_What to do_
Copy out each line in the listing below where the word "tree" appears.
"""
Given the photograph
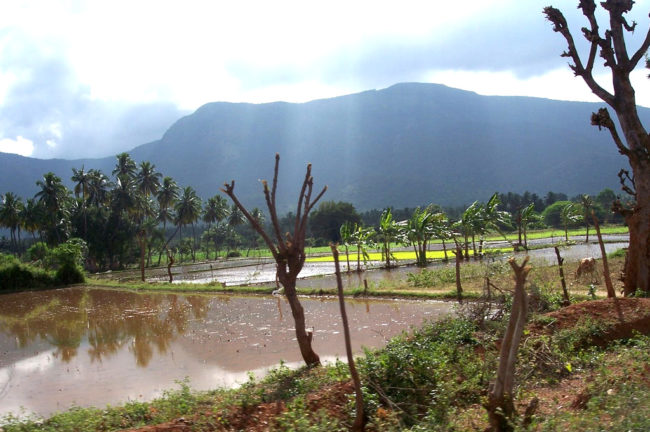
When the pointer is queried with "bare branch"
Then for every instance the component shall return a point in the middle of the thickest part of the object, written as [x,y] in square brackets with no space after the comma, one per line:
[560,25]
[229,189]
[588,9]
[275,177]
[274,217]
[624,177]
[305,184]
[602,119]
[641,51]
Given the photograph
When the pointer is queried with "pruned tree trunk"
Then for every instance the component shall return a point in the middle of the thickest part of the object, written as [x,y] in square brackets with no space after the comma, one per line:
[142,241]
[608,279]
[170,263]
[500,405]
[560,261]
[288,250]
[635,145]
[360,418]
[459,288]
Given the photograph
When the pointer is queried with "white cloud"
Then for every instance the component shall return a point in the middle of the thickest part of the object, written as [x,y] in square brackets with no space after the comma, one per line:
[20,145]
[559,84]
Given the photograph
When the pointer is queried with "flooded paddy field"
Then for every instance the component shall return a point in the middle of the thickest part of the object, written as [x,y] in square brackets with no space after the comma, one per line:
[317,275]
[92,347]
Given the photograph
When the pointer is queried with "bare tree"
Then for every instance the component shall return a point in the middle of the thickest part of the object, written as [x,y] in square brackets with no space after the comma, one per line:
[288,249]
[500,404]
[608,279]
[360,419]
[635,142]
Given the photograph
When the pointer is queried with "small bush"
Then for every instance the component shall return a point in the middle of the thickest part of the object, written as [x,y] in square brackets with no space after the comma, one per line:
[69,274]
[14,275]
[38,251]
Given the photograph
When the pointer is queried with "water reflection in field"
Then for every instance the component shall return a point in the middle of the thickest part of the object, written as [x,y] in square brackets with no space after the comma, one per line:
[94,347]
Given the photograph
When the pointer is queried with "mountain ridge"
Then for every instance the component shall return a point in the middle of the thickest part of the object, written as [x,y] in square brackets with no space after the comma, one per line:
[409,144]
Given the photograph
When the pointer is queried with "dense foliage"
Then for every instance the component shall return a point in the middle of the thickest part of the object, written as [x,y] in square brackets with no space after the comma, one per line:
[137,215]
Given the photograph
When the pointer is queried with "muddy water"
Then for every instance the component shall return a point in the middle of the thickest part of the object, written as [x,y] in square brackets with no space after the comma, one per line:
[96,347]
[261,271]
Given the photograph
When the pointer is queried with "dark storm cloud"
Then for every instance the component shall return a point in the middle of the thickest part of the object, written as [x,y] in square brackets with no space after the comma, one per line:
[47,105]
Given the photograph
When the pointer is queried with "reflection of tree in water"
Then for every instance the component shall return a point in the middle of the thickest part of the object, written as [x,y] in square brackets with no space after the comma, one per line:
[109,319]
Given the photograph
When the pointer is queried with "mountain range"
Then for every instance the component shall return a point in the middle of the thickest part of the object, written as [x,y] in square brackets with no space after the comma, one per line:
[407,145]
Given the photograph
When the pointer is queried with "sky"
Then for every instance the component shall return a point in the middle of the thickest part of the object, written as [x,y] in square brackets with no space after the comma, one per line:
[87,78]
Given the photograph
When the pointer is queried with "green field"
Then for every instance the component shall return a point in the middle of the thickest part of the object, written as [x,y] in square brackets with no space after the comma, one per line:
[400,255]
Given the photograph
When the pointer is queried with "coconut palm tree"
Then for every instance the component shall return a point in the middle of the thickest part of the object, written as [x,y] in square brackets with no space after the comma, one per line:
[98,188]
[54,196]
[10,217]
[469,225]
[188,210]
[82,180]
[148,180]
[587,205]
[32,215]
[216,209]
[125,167]
[166,196]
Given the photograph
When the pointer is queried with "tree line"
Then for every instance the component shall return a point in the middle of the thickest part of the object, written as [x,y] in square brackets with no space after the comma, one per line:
[137,215]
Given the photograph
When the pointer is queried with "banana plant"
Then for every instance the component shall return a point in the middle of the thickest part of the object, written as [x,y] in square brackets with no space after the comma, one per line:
[389,231]
[419,232]
[526,217]
[569,214]
[346,231]
[362,238]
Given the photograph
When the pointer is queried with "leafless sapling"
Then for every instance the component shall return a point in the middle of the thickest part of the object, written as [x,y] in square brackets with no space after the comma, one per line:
[287,249]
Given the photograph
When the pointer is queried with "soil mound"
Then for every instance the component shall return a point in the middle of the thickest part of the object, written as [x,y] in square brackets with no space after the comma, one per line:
[619,317]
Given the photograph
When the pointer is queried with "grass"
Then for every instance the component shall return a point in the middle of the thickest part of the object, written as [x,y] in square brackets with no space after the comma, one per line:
[433,379]
[402,255]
"""
_Task result_
When the pointer is queried with "pruned tree trunk"
When the pointer is queried with "bare tree"
When the pointer is queried with "reflection of tree in water"
When the pointer is queried with "coconut palm tree"
When the pointer is queried with "tree line"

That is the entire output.